Document passage
BEGIN

By Roselyn Fauth

Screen shot zooming into a photo to see the detail - Post Office, Timaru, 8.54am, Timaru, by Muir & Moodie. Te Papa (C.014680) https://collections.tepapa.govt.nz/object/24118?page=1&rtp=1&ros=1&asr=1&assoc=all&mb=c
I was looking at an old Te Papa photograph of Timaru when I zoomed in and saw something I had not noticed before... not the clock tower, churchers or the even the street itself... a sign. On a building in the photograph was the word: "Zealandia butchery". I had come across an old bill head a few years ago, and struggled to work out where the shop used to be. Now finally I had another piece to the history puzzle. So I pulled out my research and now I could piece it together with more confidence.
This blog has became a story about a working corner of Timaru, about meat and horses, local farms feeding the town, and about the moment when motor cars began to disturb a world still powered by hooves.
From Church Street to Zealandia
The earliest thread I found begins in 1878, when Peacock and Geaney advertised that they had purchased the butchery business of W. Chisnall and were opening the West End Butchery in Church Street. Their advertisement gives us a glimpse of a very practical business. They sold meat, of course, but also small goods, with smoking and curing done on the premises. This was not simply a shop counter. It was part of Timaru’s food system.
By Christmas 1879, Peacock and Geaney were confident enough to turn meat into theatre. They advertised their butcheries in Church Street and North Street as being decorated and illuminated “in the real London style”. They invited people to inspect the display.
That is such a lovely window into town life before supermarkets and plastic trays. The butcher’s shop was a place to look as well as buy. A fine display of beef, mutton, lamb, poultry and small goods was local abundance made visible. It was South Canterbury farming brought into town and placed in the window.

END

(Records from a collection)
BEGIN

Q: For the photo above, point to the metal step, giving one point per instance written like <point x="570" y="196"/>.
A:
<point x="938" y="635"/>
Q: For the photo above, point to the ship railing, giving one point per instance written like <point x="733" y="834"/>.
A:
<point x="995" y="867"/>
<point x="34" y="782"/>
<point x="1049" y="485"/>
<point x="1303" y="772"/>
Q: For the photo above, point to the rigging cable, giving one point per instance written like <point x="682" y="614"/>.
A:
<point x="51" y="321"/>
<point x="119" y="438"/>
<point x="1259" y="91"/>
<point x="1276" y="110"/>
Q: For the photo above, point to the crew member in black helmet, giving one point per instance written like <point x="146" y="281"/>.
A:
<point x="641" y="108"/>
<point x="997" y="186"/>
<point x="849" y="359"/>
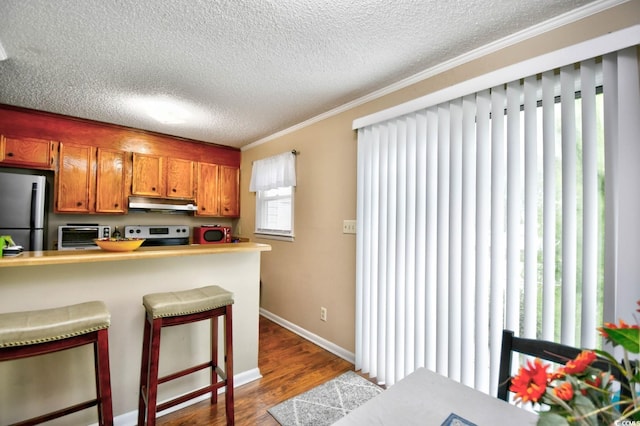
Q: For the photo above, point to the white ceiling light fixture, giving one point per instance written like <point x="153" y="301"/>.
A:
<point x="162" y="109"/>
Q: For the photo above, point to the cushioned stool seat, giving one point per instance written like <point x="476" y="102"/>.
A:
<point x="182" y="307"/>
<point x="31" y="333"/>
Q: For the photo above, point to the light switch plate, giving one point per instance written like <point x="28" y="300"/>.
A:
<point x="349" y="227"/>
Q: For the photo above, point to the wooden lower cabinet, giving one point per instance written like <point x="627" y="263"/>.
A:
<point x="90" y="180"/>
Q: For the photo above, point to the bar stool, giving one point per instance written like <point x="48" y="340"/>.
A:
<point x="183" y="307"/>
<point x="32" y="333"/>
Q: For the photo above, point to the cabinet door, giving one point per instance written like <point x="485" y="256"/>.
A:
<point x="75" y="179"/>
<point x="27" y="152"/>
<point x="148" y="175"/>
<point x="229" y="191"/>
<point x="110" y="181"/>
<point x="208" y="190"/>
<point x="180" y="178"/>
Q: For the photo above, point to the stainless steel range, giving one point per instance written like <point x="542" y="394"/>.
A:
<point x="159" y="235"/>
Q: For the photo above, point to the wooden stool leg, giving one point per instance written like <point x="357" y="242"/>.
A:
<point x="214" y="357"/>
<point x="103" y="378"/>
<point x="144" y="372"/>
<point x="228" y="358"/>
<point x="154" y="361"/>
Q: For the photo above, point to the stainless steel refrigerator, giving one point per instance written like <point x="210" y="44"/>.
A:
<point x="22" y="209"/>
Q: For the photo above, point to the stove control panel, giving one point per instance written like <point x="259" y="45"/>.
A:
<point x="157" y="232"/>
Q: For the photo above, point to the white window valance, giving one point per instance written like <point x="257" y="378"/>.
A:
<point x="273" y="172"/>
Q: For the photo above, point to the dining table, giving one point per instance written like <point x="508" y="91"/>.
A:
<point x="427" y="398"/>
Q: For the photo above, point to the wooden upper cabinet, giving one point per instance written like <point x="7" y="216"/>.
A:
<point x="75" y="179"/>
<point x="218" y="190"/>
<point x="158" y="176"/>
<point x="27" y="152"/>
<point x="229" y="191"/>
<point x="148" y="175"/>
<point x="110" y="181"/>
<point x="208" y="197"/>
<point x="180" y="178"/>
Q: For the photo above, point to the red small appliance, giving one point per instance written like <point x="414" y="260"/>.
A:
<point x="211" y="234"/>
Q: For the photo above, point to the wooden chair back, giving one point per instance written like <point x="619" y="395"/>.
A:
<point x="548" y="351"/>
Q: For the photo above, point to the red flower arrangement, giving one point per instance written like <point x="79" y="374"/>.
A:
<point x="579" y="394"/>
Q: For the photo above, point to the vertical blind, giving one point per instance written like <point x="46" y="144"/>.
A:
<point x="483" y="213"/>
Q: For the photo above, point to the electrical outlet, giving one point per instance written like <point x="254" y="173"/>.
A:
<point x="349" y="227"/>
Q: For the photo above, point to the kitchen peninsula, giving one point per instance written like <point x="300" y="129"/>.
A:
<point x="40" y="280"/>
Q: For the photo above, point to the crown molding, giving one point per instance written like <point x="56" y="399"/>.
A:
<point x="531" y="32"/>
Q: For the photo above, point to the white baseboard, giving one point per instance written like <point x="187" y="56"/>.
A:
<point x="313" y="338"/>
<point x="131" y="418"/>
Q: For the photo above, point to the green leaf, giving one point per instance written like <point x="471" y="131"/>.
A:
<point x="551" y="419"/>
<point x="628" y="338"/>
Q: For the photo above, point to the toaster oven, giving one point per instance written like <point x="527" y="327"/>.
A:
<point x="80" y="236"/>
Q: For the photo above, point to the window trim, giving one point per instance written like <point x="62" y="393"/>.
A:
<point x="275" y="235"/>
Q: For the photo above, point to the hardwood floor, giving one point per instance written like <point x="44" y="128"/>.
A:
<point x="289" y="366"/>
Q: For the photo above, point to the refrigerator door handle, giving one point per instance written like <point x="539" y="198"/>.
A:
<point x="32" y="213"/>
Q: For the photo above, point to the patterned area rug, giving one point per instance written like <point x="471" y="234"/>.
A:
<point x="327" y="403"/>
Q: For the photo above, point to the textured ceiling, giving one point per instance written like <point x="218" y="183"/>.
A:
<point x="242" y="69"/>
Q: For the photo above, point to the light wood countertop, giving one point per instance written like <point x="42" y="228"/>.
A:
<point x="54" y="257"/>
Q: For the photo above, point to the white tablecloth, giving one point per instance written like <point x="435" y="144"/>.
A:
<point x="427" y="398"/>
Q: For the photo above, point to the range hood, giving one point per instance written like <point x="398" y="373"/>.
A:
<point x="161" y="205"/>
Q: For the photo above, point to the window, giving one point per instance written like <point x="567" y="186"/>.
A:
<point x="485" y="212"/>
<point x="274" y="212"/>
<point x="273" y="180"/>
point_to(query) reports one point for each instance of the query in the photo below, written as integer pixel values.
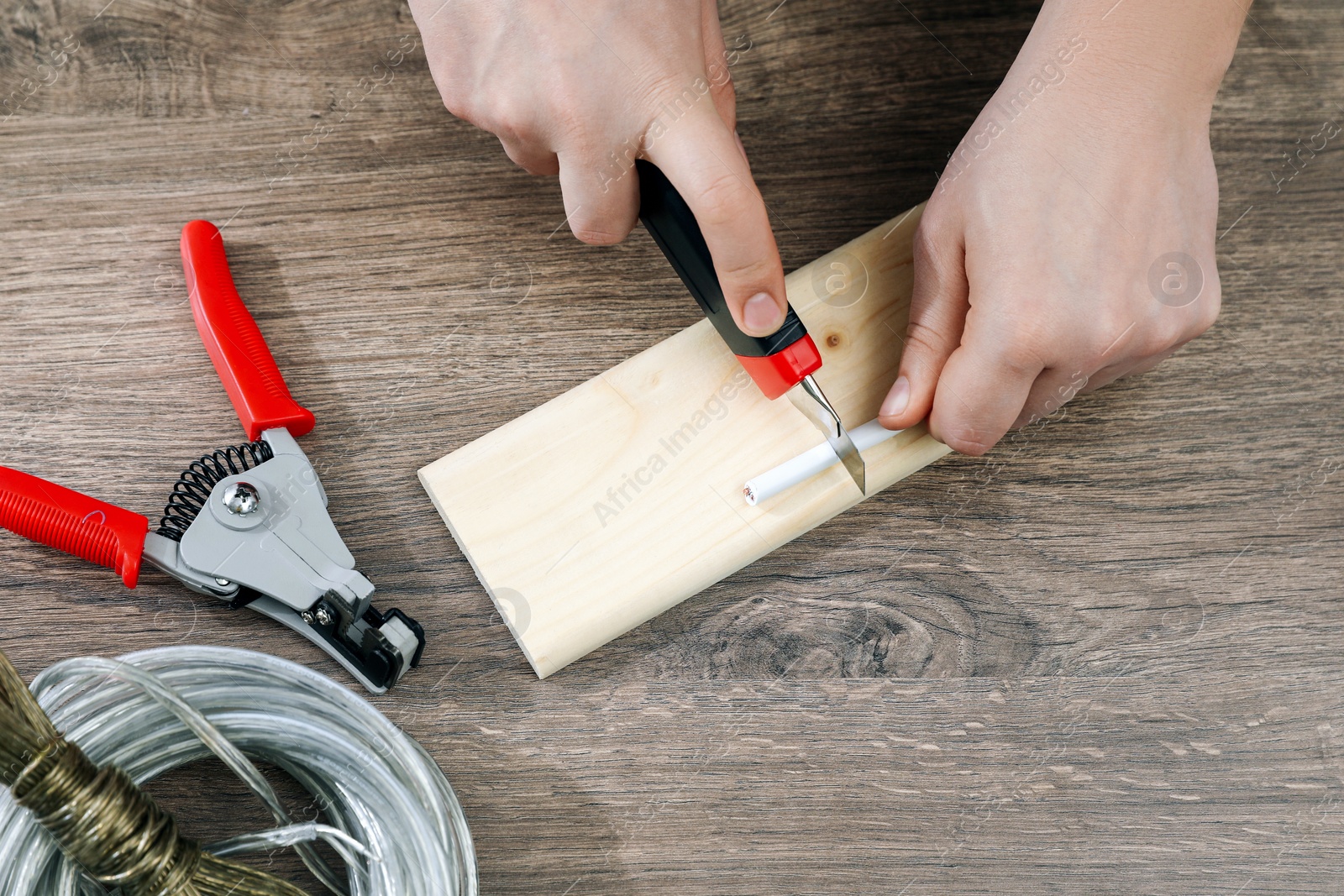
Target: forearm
(1155, 56)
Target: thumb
(938, 307)
(701, 157)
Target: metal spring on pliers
(192, 488)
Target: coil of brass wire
(77, 745)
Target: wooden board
(1108, 658)
(622, 497)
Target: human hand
(584, 89)
(1035, 255)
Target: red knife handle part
(234, 340)
(777, 362)
(74, 523)
(777, 374)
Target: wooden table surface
(1105, 658)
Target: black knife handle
(675, 230)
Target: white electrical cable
(811, 463)
(391, 815)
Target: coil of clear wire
(390, 813)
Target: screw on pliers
(246, 524)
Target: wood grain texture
(1104, 658)
(622, 497)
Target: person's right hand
(582, 89)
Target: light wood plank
(622, 497)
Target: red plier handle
(74, 523)
(233, 338)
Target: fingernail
(763, 315)
(897, 398)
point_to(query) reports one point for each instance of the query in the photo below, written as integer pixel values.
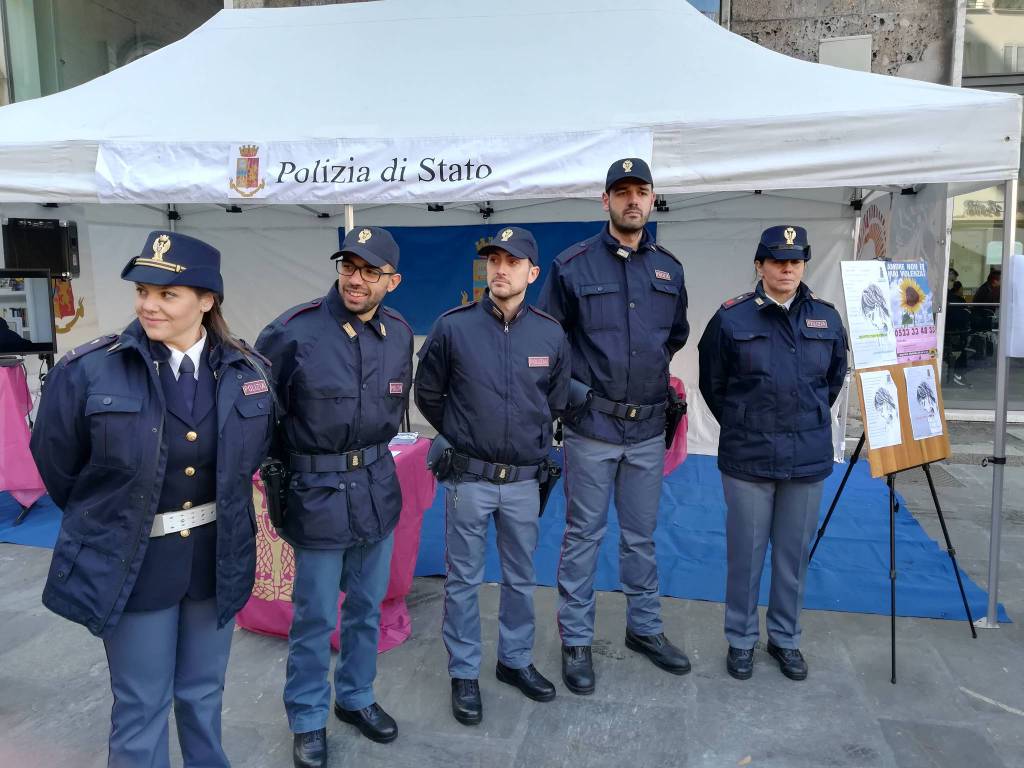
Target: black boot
(310, 750)
(466, 705)
(739, 663)
(528, 680)
(578, 670)
(659, 650)
(791, 660)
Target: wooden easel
(909, 454)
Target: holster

END

Given problem A
Print the part of the text about Timaru's butchers between "Screen shot zooming" and "with more confidence.", inclusive.
Given problem B
Carry on the text about Timaru's butchers from the point where it stops.

Task output A
Screen shot zooming into a photo to see the detail - Post Office, Timaru, 8.54am, Timaru, by Muir & Moodie. Te Papa (C.014680) https://collections.tepapa.govt.nz/object/24118?page=1&rtp=1&ros=1&asr=1&assoc=all&mb=c
I was looking at an old Te Papa photograph of Timaru when I zoomed in and saw something I had not noticed before... not the clock tower, churchers or the even the street itself... a sign. On a building in the photograph was the word: "Zealandia butchery". I had come across an old bill head a few years ago, and struggled to work out where the shop used to be. Now finally I had another piece to the history puzzle. So I pulled out my research and now I could piece it together with more confidence.

Task output B
This was a shop, a dwelling, and stables
By 1882, the Zealandia Butchery builting was designed by the architect was Maurice de Harven Duval. The shop was designed to be the public face for its customers for the daily business of feeding households, why out the back they could do the knarly work with carcuses from local farms.
In my history hunt, I learned that there used to be stables here. Before vans, before refrigerated trucks and online orders, the butcher’s horse was essential to move meat to customers. So when we look at that old photograph and see “Zealandia”, we should not imagine only a shopfront. We should imagine a whole working place behind it to help feed a town.
The stables appear dramatically in 1884, when fire destroyed Peacock and Geaney’s Zealandia Butchery stables. Oats and other material were lost, but the horses were saved because someone had the presence of mind to get them out.

The name Zealandia is interesting.
Today when I think of that name, I think of our contenant, and a animal sancturary in Wellington. Zealandia was often used as a symbolic figure for New Zealand, a local version of Britannia. To call a butchery “Zealandia” I guess gave it a confident, respectable, national-sounding identity.
An 1893 billhead for Peacock and Geaney’s Zealandia Butchery survives in the Hocken Collections. That is a precious piece of evidence: a business name, a visual identity, a fragment of everyday trade that somehow made it through. It tells us this shop was not just remembered in newspaper notices. It had a printed identity. It billed customers. It kept accounts. It was part of the ordinary paperwork of a growing town.

This shop, dwelling, and stables were built for Messrs Peacock and Geaney (Zealandia Butchery) on the corner of Church and Sophia Streets in Timaru. The architect was M. de H. Duval who designed many buildings in Timaru's CBD, and South Canterbury Catholic churches. This is a billhead from 1893 from the Thomas and Hardy-Johnston families: Papers - ourheritage.ac.nz | OUR Heritage, accessed July 20, 2021, https://otago.ourheritage.ac.nz/items/show/6107. Rumour has it that when Cecil Wood whipped past in his motor car, it gave the butcher's horse a fright and meat spilled everywhere and the butcher came running out threatening to chop up Cecil's car!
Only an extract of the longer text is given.